▶ Data shown:
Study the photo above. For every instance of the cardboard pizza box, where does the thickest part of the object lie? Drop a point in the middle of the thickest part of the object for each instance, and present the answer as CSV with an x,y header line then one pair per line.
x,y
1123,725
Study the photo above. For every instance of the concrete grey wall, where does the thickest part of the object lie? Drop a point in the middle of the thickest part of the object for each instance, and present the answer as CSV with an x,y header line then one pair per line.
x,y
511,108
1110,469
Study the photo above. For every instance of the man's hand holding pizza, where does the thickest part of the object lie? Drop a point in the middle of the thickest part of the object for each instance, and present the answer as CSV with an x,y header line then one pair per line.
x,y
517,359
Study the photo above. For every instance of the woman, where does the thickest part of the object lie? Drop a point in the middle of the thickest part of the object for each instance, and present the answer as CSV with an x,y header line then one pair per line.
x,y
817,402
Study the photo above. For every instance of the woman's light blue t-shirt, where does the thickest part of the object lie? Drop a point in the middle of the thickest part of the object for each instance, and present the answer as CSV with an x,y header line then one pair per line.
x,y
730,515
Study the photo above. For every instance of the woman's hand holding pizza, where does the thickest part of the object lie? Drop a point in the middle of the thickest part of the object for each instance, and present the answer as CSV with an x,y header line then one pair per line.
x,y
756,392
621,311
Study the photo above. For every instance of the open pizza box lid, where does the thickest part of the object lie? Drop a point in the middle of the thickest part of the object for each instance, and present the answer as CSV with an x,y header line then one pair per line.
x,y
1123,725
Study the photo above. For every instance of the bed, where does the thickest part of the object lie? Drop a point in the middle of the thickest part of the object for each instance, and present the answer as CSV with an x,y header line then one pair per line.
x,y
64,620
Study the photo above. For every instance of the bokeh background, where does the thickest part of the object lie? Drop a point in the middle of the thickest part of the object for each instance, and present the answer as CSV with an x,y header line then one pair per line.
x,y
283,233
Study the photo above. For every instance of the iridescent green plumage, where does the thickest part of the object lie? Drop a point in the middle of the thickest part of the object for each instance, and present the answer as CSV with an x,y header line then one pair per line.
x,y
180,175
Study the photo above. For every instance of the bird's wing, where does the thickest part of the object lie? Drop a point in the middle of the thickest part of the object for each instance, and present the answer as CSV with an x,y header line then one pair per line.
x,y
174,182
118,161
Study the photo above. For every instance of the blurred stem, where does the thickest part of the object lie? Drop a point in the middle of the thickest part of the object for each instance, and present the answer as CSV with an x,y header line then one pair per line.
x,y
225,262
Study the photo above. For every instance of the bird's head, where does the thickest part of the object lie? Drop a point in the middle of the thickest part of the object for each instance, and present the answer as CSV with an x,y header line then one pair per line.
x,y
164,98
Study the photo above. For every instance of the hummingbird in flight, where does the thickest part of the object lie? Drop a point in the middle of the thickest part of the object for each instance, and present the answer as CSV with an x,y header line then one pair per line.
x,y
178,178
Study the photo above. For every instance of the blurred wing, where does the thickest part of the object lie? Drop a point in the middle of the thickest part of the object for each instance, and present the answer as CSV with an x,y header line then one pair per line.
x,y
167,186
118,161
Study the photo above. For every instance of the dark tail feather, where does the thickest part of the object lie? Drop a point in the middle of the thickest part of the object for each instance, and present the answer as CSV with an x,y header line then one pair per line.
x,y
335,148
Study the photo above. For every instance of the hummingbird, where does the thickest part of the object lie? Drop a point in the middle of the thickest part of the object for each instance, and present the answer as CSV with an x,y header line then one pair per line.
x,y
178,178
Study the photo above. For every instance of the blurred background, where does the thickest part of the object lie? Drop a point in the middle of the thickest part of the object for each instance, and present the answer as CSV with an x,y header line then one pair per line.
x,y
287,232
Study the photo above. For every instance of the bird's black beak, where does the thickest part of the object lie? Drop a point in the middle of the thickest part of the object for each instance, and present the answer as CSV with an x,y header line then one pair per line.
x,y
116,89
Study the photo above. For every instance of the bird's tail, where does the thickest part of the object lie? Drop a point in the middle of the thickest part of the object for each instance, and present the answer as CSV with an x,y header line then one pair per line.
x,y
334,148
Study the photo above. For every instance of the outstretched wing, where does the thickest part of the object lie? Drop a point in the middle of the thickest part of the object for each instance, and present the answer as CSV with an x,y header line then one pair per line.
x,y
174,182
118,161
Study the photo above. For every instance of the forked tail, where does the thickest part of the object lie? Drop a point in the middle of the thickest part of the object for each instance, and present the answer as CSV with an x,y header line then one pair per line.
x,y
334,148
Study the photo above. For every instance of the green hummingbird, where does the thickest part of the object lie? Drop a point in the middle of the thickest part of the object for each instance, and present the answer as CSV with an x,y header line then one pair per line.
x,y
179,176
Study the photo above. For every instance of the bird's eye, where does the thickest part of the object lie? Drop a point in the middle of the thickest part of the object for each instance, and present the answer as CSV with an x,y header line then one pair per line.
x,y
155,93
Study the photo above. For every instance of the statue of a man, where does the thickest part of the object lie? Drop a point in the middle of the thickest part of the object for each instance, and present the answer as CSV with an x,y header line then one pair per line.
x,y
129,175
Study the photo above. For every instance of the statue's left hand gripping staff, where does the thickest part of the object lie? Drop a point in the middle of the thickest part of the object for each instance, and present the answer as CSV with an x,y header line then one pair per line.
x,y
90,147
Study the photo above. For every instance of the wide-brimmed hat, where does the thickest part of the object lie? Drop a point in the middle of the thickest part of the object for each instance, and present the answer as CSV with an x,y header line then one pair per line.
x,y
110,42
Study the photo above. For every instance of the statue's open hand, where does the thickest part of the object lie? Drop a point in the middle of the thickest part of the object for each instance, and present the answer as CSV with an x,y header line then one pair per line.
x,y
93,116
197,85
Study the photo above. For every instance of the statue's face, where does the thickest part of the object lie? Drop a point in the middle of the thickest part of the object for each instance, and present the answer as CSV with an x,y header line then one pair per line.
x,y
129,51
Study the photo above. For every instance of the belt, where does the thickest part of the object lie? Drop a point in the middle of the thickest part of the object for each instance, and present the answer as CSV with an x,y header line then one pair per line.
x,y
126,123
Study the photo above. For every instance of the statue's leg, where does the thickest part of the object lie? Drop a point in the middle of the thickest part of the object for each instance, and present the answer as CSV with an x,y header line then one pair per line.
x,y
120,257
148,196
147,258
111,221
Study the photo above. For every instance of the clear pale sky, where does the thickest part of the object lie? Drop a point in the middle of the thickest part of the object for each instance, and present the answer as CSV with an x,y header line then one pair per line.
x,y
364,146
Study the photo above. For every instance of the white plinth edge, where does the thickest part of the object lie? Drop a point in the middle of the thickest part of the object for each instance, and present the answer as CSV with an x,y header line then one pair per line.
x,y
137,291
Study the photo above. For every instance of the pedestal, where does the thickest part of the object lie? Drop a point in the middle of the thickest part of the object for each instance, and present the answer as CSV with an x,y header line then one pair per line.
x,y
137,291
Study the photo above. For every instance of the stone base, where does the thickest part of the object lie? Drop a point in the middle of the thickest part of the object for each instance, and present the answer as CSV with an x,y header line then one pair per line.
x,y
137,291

▶ Exercise prompt: In the lines running from the one that contains "Study the photo above. For every instance of the stone" through the end of the records, inclusive, switch "stone base" to "granite base". Give back only those lines, with nothing else altered.

▶ Response:
Study the photo above. For every instance of the granite base, where does the thickest part of the object lie? Drop a point in the middle of the thickest part of the object for each instance, and present the answer as CSV with an x,y header line then one pair per line.
x,y
137,291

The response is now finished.